• **WHAT TO DO**:
1) Translate this sentence from the text about rhododendrons into Spanish: "These plants are the legacy of two rhododendron-obsessed men."
2) Reproduce everything in the rhododendron text from "Rhododendron Days" down to "Gardens in Sandwich.".

• **TEXT PASSAGE**:
══════

Rhododendron Days

For the past few years, my college roommate has visited from her home in the Hudson River valley for a weekend of plant swapping, plant shopping and touring local gardens for inspiration. We were art students together in college, and have become passionate gardeners who use the garden as our canvas. This May weekend had a strong rhododendron theme, coinciding with the Mass. Rhododendron Society’s plant sale at Weston Nurseries, followed by a viewing of Boulderwoods Nursery, the awe-inspiring Hopkinton garden of hybridizer Joe Bruso. Rhododendrons are exceptionally floriferous this year, so it was an excellent time to round out the weekend with a trip to Cape Cod to visit the Heritage Museums and Gardens in Sandwich.

 Established in 1969 by Josiah K. Lilly III, Heritage Museums and Gardens is a garden oasis with outstanding collections of rhododendrons, hollies, hostas, hydrangeas and over 1,000 daylilies which light up the garden in July and August. The 100-acre grounds feature thousands of rhododendron shrubs that burst into pink, red, and cream-hued bloom in late May. These plants are the legacy of two rhododendron-obsessed men. Charles Owen Dexter, a man of varied interests who became famous for hybridizing and propagating rhododendrons, lived on the property between 1921 and 1943. His plant breeding goals were hardiness, clear bright colors, fragrance, and large, showy blossoms, and the most well known of his hybrids today is ‘Scintillation.’ Other unique rhododendron cultivars in the Heritage gardens are the work of horticulturist Jack Cowles, who lived and worked on the estate from 1957 to 1967.

══════

• **RECORDS SHOWN**:
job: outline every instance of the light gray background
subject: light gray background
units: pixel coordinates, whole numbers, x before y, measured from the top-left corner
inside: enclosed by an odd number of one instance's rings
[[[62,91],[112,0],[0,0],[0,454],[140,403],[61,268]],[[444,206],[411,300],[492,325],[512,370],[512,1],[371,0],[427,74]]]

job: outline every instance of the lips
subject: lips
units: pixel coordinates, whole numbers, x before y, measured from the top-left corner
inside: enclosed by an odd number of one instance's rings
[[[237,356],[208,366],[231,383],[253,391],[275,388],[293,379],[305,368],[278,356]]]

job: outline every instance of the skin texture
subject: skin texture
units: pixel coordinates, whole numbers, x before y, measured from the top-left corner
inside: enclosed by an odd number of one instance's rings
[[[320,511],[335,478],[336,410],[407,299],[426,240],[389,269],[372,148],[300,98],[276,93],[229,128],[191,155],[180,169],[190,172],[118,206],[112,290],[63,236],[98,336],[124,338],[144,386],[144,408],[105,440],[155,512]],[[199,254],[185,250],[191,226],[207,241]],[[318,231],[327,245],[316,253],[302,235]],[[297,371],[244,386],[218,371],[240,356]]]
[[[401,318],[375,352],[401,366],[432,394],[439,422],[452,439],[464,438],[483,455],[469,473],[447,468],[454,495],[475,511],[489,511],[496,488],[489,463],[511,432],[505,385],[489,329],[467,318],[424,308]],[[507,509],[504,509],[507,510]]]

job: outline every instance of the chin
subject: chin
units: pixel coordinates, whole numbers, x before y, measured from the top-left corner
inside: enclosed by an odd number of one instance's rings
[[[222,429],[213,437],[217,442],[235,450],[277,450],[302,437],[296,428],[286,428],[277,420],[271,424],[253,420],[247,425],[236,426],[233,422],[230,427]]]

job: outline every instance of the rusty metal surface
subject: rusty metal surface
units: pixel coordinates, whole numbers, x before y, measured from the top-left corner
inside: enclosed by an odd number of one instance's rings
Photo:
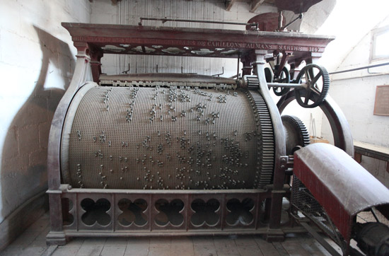
[[[279,17],[278,13],[261,13],[251,18],[248,23],[257,23],[260,31],[274,31],[278,29]],[[283,20],[282,25],[285,24],[285,20]],[[247,30],[253,30],[255,28],[255,27],[246,25]]]
[[[322,53],[333,37],[296,33],[63,23],[75,42],[104,53],[236,58],[252,50]]]
[[[330,144],[314,144],[296,151],[294,173],[347,242],[356,214],[389,204],[389,190],[345,152]]]
[[[271,182],[272,168],[261,173],[257,164],[263,161],[258,145],[268,141],[255,115],[266,113],[254,113],[240,91],[95,87],[69,113],[62,172],[74,187],[232,189]],[[265,154],[271,162],[272,154]]]

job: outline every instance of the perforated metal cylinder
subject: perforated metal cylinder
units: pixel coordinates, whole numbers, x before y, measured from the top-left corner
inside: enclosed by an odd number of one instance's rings
[[[64,181],[84,188],[257,188],[261,174],[272,176],[260,170],[260,115],[239,90],[81,88],[64,127]]]

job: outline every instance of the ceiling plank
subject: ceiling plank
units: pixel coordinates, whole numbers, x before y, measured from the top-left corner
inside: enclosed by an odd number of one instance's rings
[[[258,7],[265,1],[265,0],[252,0],[250,13],[255,12]]]
[[[226,10],[230,11],[232,6],[236,2],[236,0],[230,0],[226,1]]]

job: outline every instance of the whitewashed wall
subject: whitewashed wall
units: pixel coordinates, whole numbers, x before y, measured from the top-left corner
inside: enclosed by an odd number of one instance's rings
[[[91,6],[88,0],[0,0],[0,9],[1,223],[47,189],[49,130],[76,53],[61,22],[88,23]]]
[[[333,8],[335,0],[324,0],[317,6],[306,13],[306,18],[301,23],[298,22],[291,29],[298,30],[300,25],[303,30],[313,33]],[[91,22],[95,23],[129,24],[137,25],[140,17],[171,18],[182,19],[198,19],[205,21],[247,22],[252,17],[262,13],[277,12],[274,6],[262,5],[255,13],[249,11],[250,6],[248,3],[236,2],[232,8],[227,11],[224,6],[224,0],[204,1],[128,1],[122,0],[117,6],[112,6],[109,1],[94,0],[92,4]],[[319,14],[318,14],[319,13]],[[287,21],[295,16],[291,12],[284,13]],[[312,21],[315,24],[312,25]],[[164,24],[158,21],[142,23],[145,25],[181,26],[190,28],[208,28],[244,30],[242,25],[226,25],[220,24],[172,23]],[[308,24],[311,24],[309,25]],[[304,32],[304,31],[303,31]],[[108,74],[120,74],[128,69],[129,73],[153,73],[158,65],[158,72],[197,73],[204,75],[213,75],[221,73],[222,76],[231,77],[236,74],[237,60],[230,59],[214,59],[204,57],[181,57],[161,56],[120,56],[106,55],[102,59],[103,72]],[[240,68],[242,64],[240,64]],[[274,95],[277,102],[278,98]],[[322,112],[320,110],[303,109],[298,104],[291,104],[285,110],[285,115],[293,115],[301,118],[307,128],[310,127],[310,114],[313,115],[316,124],[316,134],[321,134]],[[312,133],[312,131],[310,131]]]
[[[375,28],[389,25],[389,18]],[[369,62],[371,31],[366,34],[347,54],[336,71],[354,69],[382,62]],[[389,84],[389,66],[371,68],[331,76],[330,93],[344,112],[354,141],[389,147],[389,117],[374,115],[377,86]],[[389,101],[389,98],[388,99]],[[329,124],[323,120],[323,134],[332,137]],[[366,156],[361,165],[389,187],[386,163]]]
[[[249,12],[247,3],[236,3],[230,11],[226,11],[224,1],[128,1],[123,0],[112,6],[109,1],[95,0],[92,6],[91,23],[138,25],[140,17],[170,18],[214,21],[247,22],[258,13]],[[269,6],[262,6],[261,13],[277,11]],[[226,25],[211,23],[174,23],[144,21],[144,25],[179,26],[187,28],[228,28],[244,30],[243,25]],[[236,74],[237,60],[204,57],[161,57],[161,56],[120,56],[105,55],[102,60],[103,72],[116,74],[128,69],[129,73],[158,72],[180,73],[181,66],[185,73],[198,73],[213,75],[222,72],[223,76]],[[242,65],[240,64],[240,67]]]

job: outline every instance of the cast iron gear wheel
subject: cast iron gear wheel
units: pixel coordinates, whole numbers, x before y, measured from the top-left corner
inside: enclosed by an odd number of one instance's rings
[[[286,153],[292,155],[296,150],[296,146],[309,145],[309,133],[304,123],[293,115],[281,116],[285,131],[286,141]]]
[[[259,86],[259,82],[258,86]],[[257,90],[249,90],[247,95],[253,105],[258,127],[258,165],[254,182],[255,188],[262,188],[272,182],[274,167],[274,134],[267,105]]]
[[[330,75],[325,68],[313,64],[308,64],[298,73],[296,81],[297,83],[307,84],[306,88],[294,89],[296,100],[301,106],[312,108],[323,103],[330,89]]]

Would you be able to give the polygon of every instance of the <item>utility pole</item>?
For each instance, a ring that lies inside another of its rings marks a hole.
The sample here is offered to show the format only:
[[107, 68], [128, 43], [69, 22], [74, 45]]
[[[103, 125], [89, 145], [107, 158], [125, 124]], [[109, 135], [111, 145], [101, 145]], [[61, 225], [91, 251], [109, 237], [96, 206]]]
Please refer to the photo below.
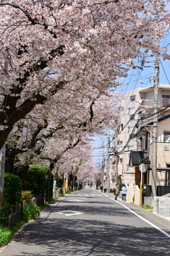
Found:
[[[4, 68], [6, 73], [8, 74], [9, 51], [7, 47], [6, 47], [6, 52], [7, 54], [6, 59], [4, 62]], [[7, 96], [6, 96], [6, 97]], [[4, 143], [2, 148], [0, 150], [0, 192], [2, 194], [4, 190], [6, 150], [6, 143]]]
[[105, 166], [105, 156], [104, 150], [104, 138], [102, 138], [102, 148], [103, 148], [103, 155], [102, 164], [102, 184], [104, 183], [104, 166]]
[[153, 205], [153, 197], [157, 195], [157, 112], [158, 108], [159, 84], [159, 56], [156, 56], [155, 78], [154, 84], [154, 100], [153, 113], [153, 127], [152, 136], [152, 205]]
[[117, 130], [116, 129], [115, 132], [115, 176], [116, 176], [116, 184], [118, 182], [118, 133]]
[[107, 137], [107, 191], [109, 193], [110, 191], [110, 131], [109, 132], [108, 137]]

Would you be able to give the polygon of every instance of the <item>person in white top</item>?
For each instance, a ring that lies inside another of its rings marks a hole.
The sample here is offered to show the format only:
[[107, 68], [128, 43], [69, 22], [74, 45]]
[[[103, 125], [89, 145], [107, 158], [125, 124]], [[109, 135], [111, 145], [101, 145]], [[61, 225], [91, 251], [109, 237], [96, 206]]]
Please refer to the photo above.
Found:
[[122, 201], [126, 201], [126, 193], [127, 189], [126, 187], [126, 185], [124, 185], [124, 187], [122, 189]]

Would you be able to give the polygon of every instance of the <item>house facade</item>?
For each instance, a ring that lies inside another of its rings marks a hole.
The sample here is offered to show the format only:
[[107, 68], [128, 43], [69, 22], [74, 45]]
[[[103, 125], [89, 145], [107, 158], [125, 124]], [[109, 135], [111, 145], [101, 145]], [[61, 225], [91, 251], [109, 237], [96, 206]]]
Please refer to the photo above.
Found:
[[[157, 116], [158, 119], [160, 119], [170, 113], [170, 107], [168, 106], [169, 105], [170, 106], [170, 85], [159, 85], [158, 100], [159, 111]], [[141, 174], [139, 169], [139, 165], [137, 164], [137, 162], [138, 162], [139, 160], [145, 158], [146, 163], [150, 161], [149, 154], [152, 150], [152, 135], [147, 129], [146, 130], [147, 131], [145, 134], [140, 132], [140, 135], [137, 135], [136, 132], [139, 128], [145, 124], [147, 125], [153, 120], [154, 100], [154, 88], [146, 87], [138, 88], [129, 91], [121, 103], [120, 126], [118, 130], [115, 131], [118, 135], [113, 142], [113, 148], [114, 152], [117, 151], [118, 153], [118, 180], [121, 180], [122, 183], [139, 185]], [[137, 123], [138, 125], [136, 127]], [[163, 152], [162, 149], [164, 148], [164, 143], [167, 143], [164, 141], [165, 139], [164, 138], [168, 140], [169, 135], [170, 136], [170, 132], [169, 134], [167, 128], [170, 127], [170, 119], [167, 118], [166, 120], [163, 120], [159, 123], [159, 126], [157, 156], [160, 160], [158, 160], [158, 167], [159, 165], [162, 166], [160, 161], [163, 157], [165, 158], [165, 159], [166, 157], [168, 157], [168, 153], [165, 153], [164, 150]], [[152, 129], [152, 126], [149, 129], [150, 129], [151, 132]], [[140, 131], [141, 132], [142, 130]], [[133, 134], [132, 136], [132, 133]], [[160, 142], [159, 143], [160, 140]], [[168, 150], [166, 151], [168, 152]], [[132, 153], [132, 151], [133, 152]], [[140, 152], [134, 153], [134, 152]], [[165, 157], [166, 155], [167, 156]], [[148, 158], [149, 159], [148, 159]], [[148, 160], [148, 162], [147, 162]], [[164, 161], [164, 163], [168, 162], [166, 160]], [[114, 187], [116, 182], [116, 157], [115, 154], [113, 154], [111, 163], [112, 180], [114, 184], [113, 186]], [[149, 163], [147, 164], [149, 165]], [[163, 166], [164, 165], [164, 164]], [[162, 184], [164, 182], [163, 181], [164, 180], [165, 175], [164, 173], [160, 171], [158, 174], [158, 184]], [[148, 173], [145, 174], [146, 183], [149, 180], [149, 177], [150, 175], [150, 173], [148, 174]], [[146, 179], [146, 175], [148, 175], [148, 180]]]

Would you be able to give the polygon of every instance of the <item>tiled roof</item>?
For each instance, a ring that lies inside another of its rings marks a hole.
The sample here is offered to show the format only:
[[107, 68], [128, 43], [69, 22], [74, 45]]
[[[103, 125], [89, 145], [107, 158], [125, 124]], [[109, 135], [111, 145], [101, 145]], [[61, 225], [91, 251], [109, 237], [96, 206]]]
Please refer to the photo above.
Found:
[[148, 156], [144, 158], [143, 158], [143, 159], [141, 159], [140, 161], [140, 163], [150, 163], [150, 161], [149, 158], [149, 156]]
[[143, 151], [134, 151], [132, 150], [130, 152], [129, 164], [131, 160], [133, 165], [139, 165], [140, 160], [144, 158]]

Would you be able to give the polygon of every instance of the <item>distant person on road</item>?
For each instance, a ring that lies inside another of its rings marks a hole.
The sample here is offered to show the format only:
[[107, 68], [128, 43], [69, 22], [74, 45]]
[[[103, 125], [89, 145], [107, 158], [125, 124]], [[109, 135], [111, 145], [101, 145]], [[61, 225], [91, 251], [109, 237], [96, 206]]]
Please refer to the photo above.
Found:
[[103, 193], [103, 185], [102, 185], [102, 184], [100, 186], [100, 190], [101, 190], [101, 191], [102, 193]]
[[116, 184], [116, 192], [115, 192], [115, 200], [117, 200], [117, 197], [118, 194], [118, 184]]
[[105, 184], [103, 185], [103, 188], [104, 189], [104, 193], [105, 193], [106, 192], [106, 187]]
[[126, 185], [124, 185], [122, 189], [122, 201], [124, 201], [125, 202], [126, 201], [127, 191], [127, 189], [126, 187]]

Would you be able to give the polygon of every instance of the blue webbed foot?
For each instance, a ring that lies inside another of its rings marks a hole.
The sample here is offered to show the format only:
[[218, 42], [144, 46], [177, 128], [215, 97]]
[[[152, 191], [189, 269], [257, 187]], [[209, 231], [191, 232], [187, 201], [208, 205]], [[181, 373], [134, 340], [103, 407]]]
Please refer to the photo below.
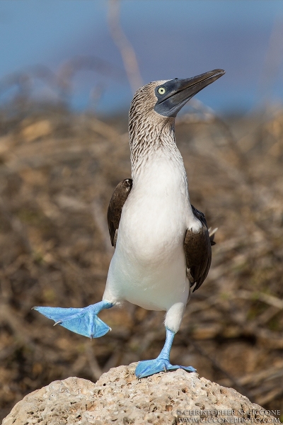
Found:
[[176, 370], [184, 369], [187, 372], [196, 372], [196, 369], [192, 366], [180, 366], [179, 365], [171, 365], [167, 358], [157, 357], [154, 360], [144, 360], [139, 361], [137, 364], [134, 373], [137, 378], [146, 378], [158, 372], [166, 372], [167, 370]]
[[98, 314], [105, 308], [110, 308], [114, 305], [108, 301], [100, 301], [96, 304], [88, 305], [84, 308], [61, 308], [57, 307], [34, 307], [37, 310], [48, 319], [55, 322], [64, 328], [88, 336], [88, 338], [99, 338], [103, 336], [111, 328], [104, 323]]

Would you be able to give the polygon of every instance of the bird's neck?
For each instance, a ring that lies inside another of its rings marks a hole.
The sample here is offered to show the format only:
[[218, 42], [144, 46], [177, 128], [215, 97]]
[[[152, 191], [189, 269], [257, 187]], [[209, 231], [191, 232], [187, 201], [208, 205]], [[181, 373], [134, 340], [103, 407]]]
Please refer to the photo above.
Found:
[[176, 163], [182, 173], [184, 164], [175, 141], [174, 120], [152, 122], [150, 117], [141, 122], [130, 121], [129, 125], [129, 147], [131, 149], [132, 177], [134, 180], [151, 162], [165, 158]]

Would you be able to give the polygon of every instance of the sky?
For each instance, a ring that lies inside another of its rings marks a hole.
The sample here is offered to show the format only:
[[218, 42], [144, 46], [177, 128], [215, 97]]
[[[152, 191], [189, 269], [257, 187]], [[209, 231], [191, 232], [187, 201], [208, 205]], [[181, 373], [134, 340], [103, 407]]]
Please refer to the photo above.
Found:
[[[57, 76], [83, 57], [92, 69], [72, 76], [72, 107], [127, 110], [132, 93], [108, 8], [106, 0], [1, 0], [0, 102], [17, 90], [1, 84], [7, 76], [39, 65]], [[120, 25], [144, 84], [221, 68], [225, 76], [197, 96], [216, 111], [283, 100], [283, 0], [121, 0]], [[32, 84], [35, 96], [56, 98], [54, 84]]]

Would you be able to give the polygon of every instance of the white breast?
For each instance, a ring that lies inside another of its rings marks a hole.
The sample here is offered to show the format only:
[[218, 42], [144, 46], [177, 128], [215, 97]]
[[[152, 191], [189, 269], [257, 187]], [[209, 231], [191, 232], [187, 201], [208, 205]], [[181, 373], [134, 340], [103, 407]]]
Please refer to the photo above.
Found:
[[186, 302], [183, 242], [195, 225], [185, 169], [156, 156], [134, 179], [124, 205], [106, 291], [149, 310]]

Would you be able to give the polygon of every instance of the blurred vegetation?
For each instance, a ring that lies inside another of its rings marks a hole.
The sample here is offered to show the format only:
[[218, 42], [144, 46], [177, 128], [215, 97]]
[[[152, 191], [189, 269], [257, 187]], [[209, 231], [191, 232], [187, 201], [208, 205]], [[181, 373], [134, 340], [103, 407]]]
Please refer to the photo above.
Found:
[[[0, 109], [1, 418], [52, 380], [96, 381], [154, 358], [165, 337], [162, 312], [128, 303], [101, 312], [112, 330], [93, 341], [31, 310], [101, 300], [113, 252], [106, 211], [130, 176], [129, 149], [126, 115], [71, 112], [59, 91], [57, 103], [33, 100], [28, 76], [17, 78]], [[224, 121], [192, 104], [177, 143], [191, 202], [219, 230], [171, 359], [283, 411], [283, 108]]]

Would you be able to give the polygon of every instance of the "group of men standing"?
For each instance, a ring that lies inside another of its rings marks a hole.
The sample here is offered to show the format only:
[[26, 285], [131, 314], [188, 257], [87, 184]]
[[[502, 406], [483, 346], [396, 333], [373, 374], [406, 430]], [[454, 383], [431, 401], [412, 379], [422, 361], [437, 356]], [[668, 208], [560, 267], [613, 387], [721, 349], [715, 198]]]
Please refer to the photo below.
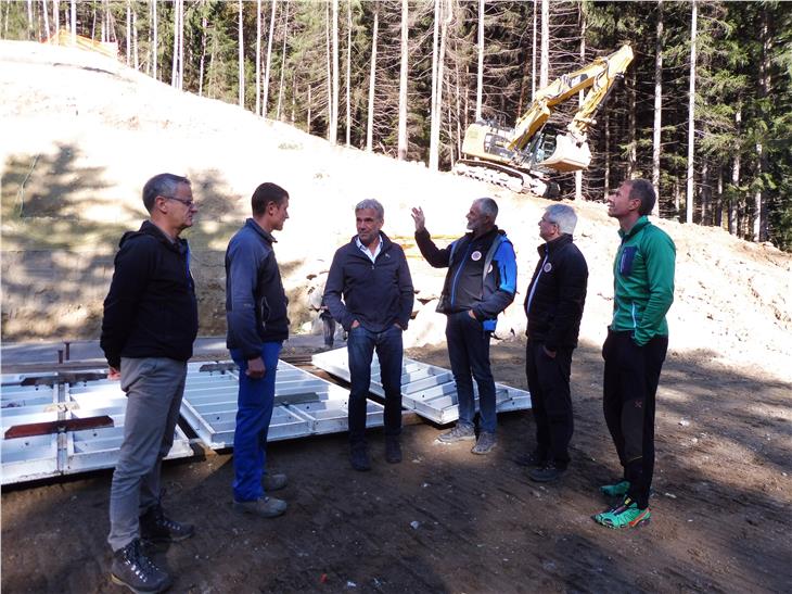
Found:
[[[665, 314], [674, 294], [675, 249], [647, 215], [654, 190], [646, 180], [625, 181], [608, 198], [619, 222], [622, 244], [614, 264], [614, 316], [603, 346], [603, 409], [623, 467], [622, 480], [602, 492], [618, 504], [593, 519], [611, 528], [647, 521], [654, 465], [654, 399], [667, 349]], [[165, 515], [159, 468], [173, 443], [184, 389], [187, 362], [197, 333], [190, 250], [179, 238], [197, 206], [190, 181], [161, 174], [146, 182], [150, 213], [139, 231], [126, 233], [104, 303], [101, 346], [110, 376], [127, 393], [124, 442], [111, 490], [112, 579], [136, 592], [159, 592], [171, 577], [154, 564], [142, 542], [176, 542], [194, 528]], [[273, 231], [289, 218], [289, 193], [274, 184], [256, 188], [252, 217], [226, 252], [227, 345], [240, 369], [234, 433], [233, 507], [260, 517], [283, 514], [286, 503], [268, 495], [286, 485], [285, 475], [267, 473], [266, 443], [274, 403], [278, 357], [289, 337], [288, 299], [274, 256]], [[475, 200], [463, 237], [438, 248], [420, 207], [412, 210], [416, 242], [426, 262], [448, 268], [437, 311], [447, 316], [446, 339], [457, 386], [459, 420], [440, 443], [474, 442], [488, 454], [496, 440], [495, 380], [489, 343], [498, 315], [516, 293], [516, 258], [496, 225], [498, 205]], [[352, 387], [348, 401], [349, 459], [371, 468], [366, 440], [367, 395], [376, 353], [385, 391], [385, 459], [401, 462], [403, 332], [413, 305], [413, 287], [403, 249], [383, 231], [376, 200], [355, 206], [357, 233], [334, 257], [323, 296], [330, 315], [347, 332]], [[573, 433], [570, 390], [586, 300], [588, 268], [573, 242], [577, 217], [553, 204], [539, 222], [539, 262], [525, 295], [525, 368], [536, 421], [536, 446], [518, 457], [534, 481], [560, 479], [570, 464]], [[476, 390], [478, 431], [476, 434]]]

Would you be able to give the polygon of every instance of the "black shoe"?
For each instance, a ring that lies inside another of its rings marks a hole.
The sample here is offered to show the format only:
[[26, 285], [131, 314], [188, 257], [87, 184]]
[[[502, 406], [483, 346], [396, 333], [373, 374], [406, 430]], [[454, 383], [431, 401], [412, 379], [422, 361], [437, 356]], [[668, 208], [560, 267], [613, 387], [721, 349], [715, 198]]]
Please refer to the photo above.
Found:
[[385, 438], [385, 460], [388, 464], [401, 462], [401, 444], [398, 438]]
[[165, 517], [163, 506], [156, 504], [140, 516], [140, 538], [151, 543], [177, 543], [195, 533], [191, 523], [181, 523]]
[[512, 458], [514, 464], [520, 466], [527, 466], [529, 468], [541, 467], [547, 464], [547, 456], [542, 456], [538, 452], [531, 452], [529, 454], [519, 454]]
[[352, 467], [359, 472], [371, 470], [369, 448], [366, 445], [354, 445], [349, 453], [349, 462], [352, 463]]
[[158, 568], [145, 556], [140, 539], [135, 539], [124, 548], [113, 553], [110, 579], [138, 593], [164, 592], [173, 583], [168, 572]]
[[553, 463], [547, 463], [545, 466], [531, 470], [528, 478], [536, 482], [554, 482], [563, 477], [565, 471], [565, 468], [557, 468]]

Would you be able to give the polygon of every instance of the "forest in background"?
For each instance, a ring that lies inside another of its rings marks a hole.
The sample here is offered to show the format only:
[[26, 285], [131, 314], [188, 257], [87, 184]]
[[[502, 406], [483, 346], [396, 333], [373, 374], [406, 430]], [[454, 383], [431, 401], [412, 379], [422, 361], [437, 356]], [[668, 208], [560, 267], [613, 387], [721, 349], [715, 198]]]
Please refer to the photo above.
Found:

══════

• **TASK ANSWERS**:
1) Estas plantas son el legado de dos hombres obsesionados con los rododendros.

2)
Rhododendron Days

For the past few years, my college roommate has visited from her home in the Hudson River valley for a weekend of plant swapping, plant shopping and touring local gardens for inspiration. We were art students together in college, and have become passionate gardeners who use the garden as our canvas. This May weekend had a strong rhododendron theme, coinciding with the Mass. Rhododendron Society’s plant sale at Weston Nurseries, followed by a viewing of Boulderwoods Nursery, the awe-inspiring Hopkinton garden of hybridizer Joe Bruso. Rhododendrons are exceptionally floriferous this year, so it was an excellent time to round out the weekend with a trip to Cape Cod to visit the Heritage Museums and Gardens in Sandwich.